• [Belge Bölümü]

Oktay Rifat, yirminci yüzyıl Türk edebiyatında önemli yer edinmiş güçlü bir sanatkâr; şair, romancı, tiyatro yazarı ve avukattır. Cumhuriyet sonrası Türk edebiyat tarihinin ve şiirinin yenilenmesinde büyük etkisi olan Birinci Yeni Akımı‘nın (Garip) kuramcılarından, İkinci Yeni Akımı’nın ise öncülerinden biridir. Türkçeyi kullanma kabiliyeti, sürekli bir arayış ve yöneliş içinde yenilenen çalışmaları ve yapısal farklılık arayışıyla modern Türk edebiyatını derinden etkileyen ve ona yön veren şairlerdendir. Atatürk, İsmet İnönü, Adnan Menderes ve 1970-1980’li yılların Süleyman Demirel ve Bülent Ecevit’li yönetimlerine tanıklık eden Oktay Rifat, bu dönemlere özgü hususiyetleri eserlerine yansıtmıştır. Eserleri bu dönemlerin bir panoraması niteliğindedir.
Oktay Rifat’in Biyografisi
Ali Oktay Rifat eski tarihle 28 Mayıs 1330 yeni tarihle 10 Haziran 1914’te Trabzon’da doğdu. Oldukça köklü bir aileye mensup olan Oktay Rifat’ın ulaşılabilen en eski aile üyesi baba tarafından Ali Rifat Bey, anne tarafından ise Mustafa Celaleddin Paşa’dır. Babası eski Maarif Vekâleti Telif ve Tercüme Azası, Türk Dil Kurumu’nun ilk başkanıydı, eski Konya valisi ve Oktay Rifat doğduğunda ise Trabzon valisi olan ünlü şair Samih Rifat‘tır. Annesi Hasan Enver Paşanın kızı ve Nazım Hikmet’in annesi Ayşe Celile’nin kız kardeşi Münevver Hanım‘dır. Ailesi Manastır’da “Horozcu” adıyla anılan Oktay Rifat’ın hem babası hem annesi iki evlilik yapmıştır. Samih Rifat ikinci evliliğini Münevver Hanımla yapmıştır. Bu evlilikten Hüsn ü Aşk adında bir kız çocuğu ve Oktay Rifat dünyaya gelmiştir. Bilinenin aksine Oktay Rifat’ın soyadı Horozcu değil Rifat’tır.

• [Sağlanan Veriler]

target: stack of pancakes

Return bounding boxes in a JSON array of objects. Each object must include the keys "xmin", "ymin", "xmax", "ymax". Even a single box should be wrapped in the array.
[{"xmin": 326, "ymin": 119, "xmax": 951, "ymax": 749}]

• [Yapılacaklar]
a. Oktay Rifat'ı anlatan metinde "Oktay Rifat, yirminci" ifadesinden başlayıp "bir panoraması niteliğindedir." ifadesi de dahil olmak üzere bu kısmı, "sanatkâr" sözcüğünü "sanatçı" ile değiştirerek yeniden yazın.
b. Oktay Rifat'ın biyografisini metnin bittiği yerden sürdürün.
Listenin metinle bir ilgisi yoktur.

• [Yanıtlar]
a.
Oktay Rifat, yirminci yüzyıl Türk edebiyatında önemli yer edinmiş güçlü bir sanatçı; şair, romancı, tiyatro yazarı ve avukattır. Cumhuriyet sonrası Türk edebiyat tarihinin ve şiirinin yenilenmesinde büyük etkisi olan Birinci Yeni Akımı‘nın (Garip) kuramcılarından, İkinci Yeni Akımı’nın ise öncülerinden biridir. Türkçeyi kullanma kabiliyeti, sürekli bir arayış ve yöneliş içinde yenilenen çalışmaları ve yapısal farklılık arayışıyla modern Türk edebiyatını derinden etkileyen ve ona yön veren şairlerdendir. Atatürk, İsmet İnönü, Adnan Menderes ve 1970-1980’li yılların Süleyman Demirel ve Bülent Ecevit’li yönetimlerine tanıklık eden Oktay Rifat, bu dönemlere özgü hususiyetleri eserlerine yansıtmıştır. Eserleri bu dönemlerin bir panoraması niteliğindedir.

b.
Bu durumu Metin Celal yazdığı köşe yazısında dile getirmiştir. “Tanzimat’tan Bugüne Edebiyatçılar Ansiklopedisi’nin Oktay Rifat maddesinin ilk cümleleri şöyledir; “Tam adı Ali Oktay Rifat. Kendisi kullanmadığı halde bazı kaynaklarda soyadı ‘Horozcu’ olarak geçer.” Bu madde oğlu Samih Rifat’ın 1999’da doldurduğu “Bilgi Formu”ndan yararlanılarak hazırlanmış. Oysa basılı birçok kaynağa ve internet sitelerinin çoğuna göre Oktay Rifat’ın soyadı “Horozcu”dur. “Elleri Var Özgürlüğün” sergisinde Oktay Rifat’ın birçok resmi evrakı ve kimlik belgeleri yer alıyor. Pasaportuna, evlilik cüzdanına, ehliyetine, avukatlık kimliğine baktığımızda adı “Ali Oktay” soyadı “Rifat”. Hiçbir belgede “Horozcu” diye bir soyadı geçmiyor. (Celal M. 2014)
Oktay Rifat; siyasal fikir, kültür, edebiyat ve sanatla iç içe bir ailenin çocuğu olarak sosyal, edebi ve kültürel mirasın içine doğmuştur. Rifat’ın gerek dünya görüşünde gerekse sanatkâr kişiliğinde kültürlü bir aile ortamında yetişmesinin yanı sıra en çok babası Samih Rifat etkili olmuştur. Bir dil bilgini olan Samih Rifat’ın yazar üzerinde özendirici tesirini oğlu Oktay Rifat şöyle anlatır: “Zayıf, hastalıklı ama inanılmaz bir enerji ve tutkuyla kendini okuyup yazmaya adamış bir adam. Ozanlık lânetli bir iştir. Babam bunu bilirdi ve bulaştırmak istemezdi beni. İlk şiirlerimden birini okumam için annem izin istediğinde, hiç de memnun olmadı, sertçe; ‘Gelsin okusun’ dedi. Ben okumaya başladım, baktım, babamın sakalı çarpıldı dinlerken”. (Rifat, S. 1991) Birinci Dünya Savaşı’nın başlamasıyla aile Trabzon’dan İstanbul’a gelmeye karar verir.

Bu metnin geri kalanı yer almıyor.